# Extracted text:
The distribution changes will not come in overnight and the lenders will take time during this year to assess how to do it exactly, but there will be extra visibility and support from both sales teams.
“The TML salesforce will be representing us, they will be an introductory gateway and that makes us more resilient,” Eastgate continues.
“A mainstream broker is probably not going to come across a Shawbrook-type deal that often, this will just open up the opportunity for someone who wasn’t aware of Shawbrook before.”
The dual branding is already visible with Shawbrook being a prominent part of TML’s latest mortgage ranges.
“The aim is to reinforce the message that TML is backed by a retail bank and to show that we are permanently in the market,” Eastgate says.
“TML competes with a lot of non-bank lenders they have just created for themselves a point of competitive advantage.”
But is there a risk of the brands overlapping and confusing brokers and borrowers, or potentially even taking each other’s business? Eastgate believes that is unlikely.
“Distribution will play a large part and then it comes down to product design,” he says.
“Shawbrook has a long history of complex transactions in the buy-to-let (BTL) and commercial markets – these are not done by the more mainstream lenders like TML and its peer group.

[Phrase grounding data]
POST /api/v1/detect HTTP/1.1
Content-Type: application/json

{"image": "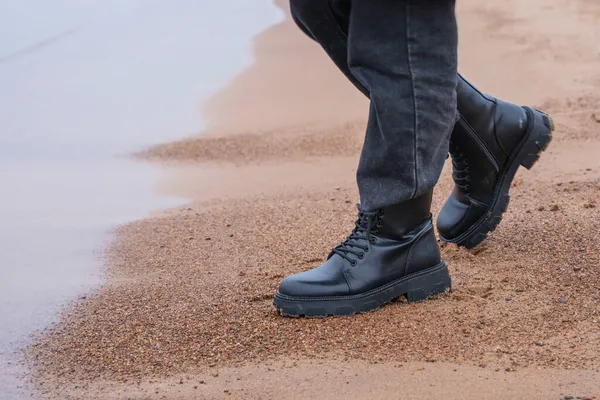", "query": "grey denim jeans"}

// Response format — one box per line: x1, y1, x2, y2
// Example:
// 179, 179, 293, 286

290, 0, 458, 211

...

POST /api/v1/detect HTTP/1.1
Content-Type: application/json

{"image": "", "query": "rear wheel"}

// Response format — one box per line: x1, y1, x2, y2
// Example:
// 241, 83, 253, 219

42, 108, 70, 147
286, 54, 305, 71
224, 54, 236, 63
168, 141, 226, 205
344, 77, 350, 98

# Activity 1:
List every attribution phrase in the excerpt about Shawbrook and TML that directly follows a quoted remark and consists of a name or pronoun plus a verb of speaking.
# Activity 2:
Print a passage from the excerpt about Shawbrook and TML, starting with "But is there" and going on through "its peer group.".
The lines are separate material and have no connection to the excerpt about Shawbrook and TML.

# Written answer 1:
Eastgate continues
Eastgate says
he says

# Written answer 2:
But is there a risk of the brands overlapping and confusing brokers and borrowers, or potentially even taking each other’s business? Eastgate believes that is unlikely.
“Distribution will play a large part and then it comes down to product design,” he says.
“Shawbrook has a long history of complex transactions in the buy-to-let (BTL) and commercial markets – these are not done by the more mainstream lenders like TML and its peer group.